Common Cause/N.Y. v. Brehm

Decision Date10 January 2020
Docket Number17-CV-6770 (AJN)
Citation432 F.Supp.3d 285
Parties COMMON CAUSE/NEW YORK, as an Organization and on Behalf of its Members, Plaintiff, v. Robert A. BREHM et al., Defendants.
CourtU.S. District Court — Southern District of New York

Anna Do, Dechert, LLP, Los Angeles, CA, Hilary Bonaccorsi, Dechert, LLP, Boston, MA, Katherine Shorey, Dechert, LLP, Jackson Chin, Puerto Rican Legal Defense and Education Fund, Inc, Jose-Luis Perez, Latinojustice Prldef, Richard Flannery, Tharuni Jayaraman, Neil A. Steiner, Dechert, LLP, New York, NY, Ezra D. Rosenberg, John Powers, Pro Hac Vice, Ryan Snow, Lawyers' Committee for Civil Rights Under Law, Washington, DC, for Plaintiff.

Brian Lee Quail, William J. McCann, Jr., New York State Board of Elections, Albany, NY, Nicholas Robert Cartagena, Lonstein Law Office P.C., Ellenville, NY, for Defendants.


ALISON J. NATHAN, District Judge:

Common Cause brings this action against the New York State Board of Elections, its Co-Executive Directors, and its Commissioners seeking declaratory and injunctive relief for alleged violations of the National Voter Registration Act and the fundamental right to vote contained in the Fourteenth Amendment. Common Cause challenges two of New York's election practices. First, the State regularly removes voters from active status and places them on inactive status if it believes that the voter has moved. The names of these inactive voters, however, are not provided to poll workers at polling locations. Second, the State prohibits inactive voters from voting by regular ballots, and instead requires them to vote using affidavit ballots.

DATA EXTRACT ->
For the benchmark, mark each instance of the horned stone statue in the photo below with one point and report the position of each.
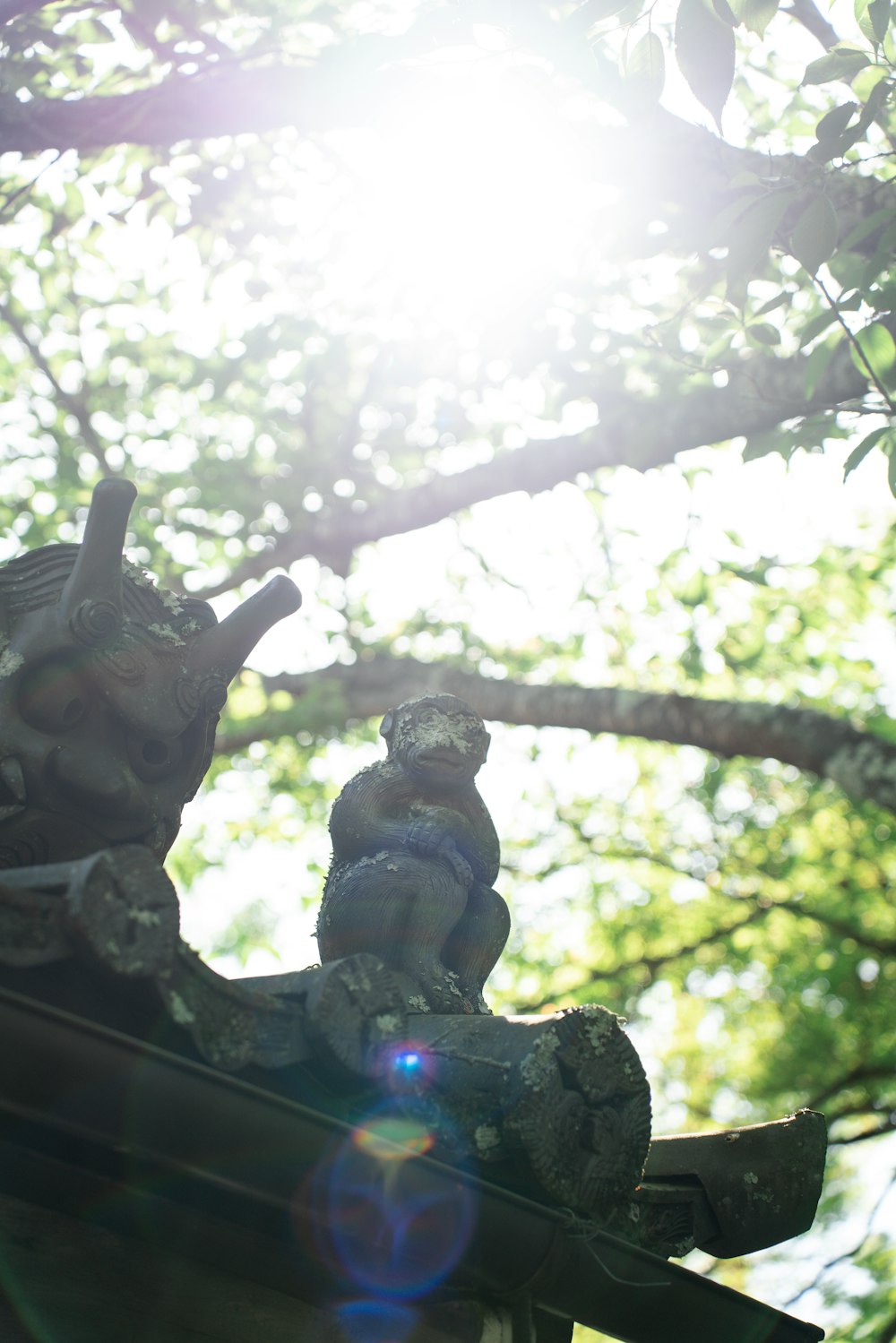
(110, 691)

PROBLEM ->
Can you repeat the court opinion word for word between "Common Cause brings" and "using affidavit ballots.", inclusive? The listing comes from a source separate from the court opinion.

RESPONSE ->
Common Cause brings this action against the New York State Board of Elections, its Co-Executive Directors, and its Commissioners seeking declaratory and injunctive relief for alleged violations of the National Voter Registration Act and the fundamental right to vote contained in the Fourteenth Amendment. Common Cause challenges two of New York's election practices. First, the State regularly removes voters from active status and places them on inactive status if it believes that the voter has moved. The names of these inactive voters, however, are not provided to poll workers at polling locations. Second, the State prohibits inactive voters from voting by regular ballots, and instead requires them to vote using affidavit ballots.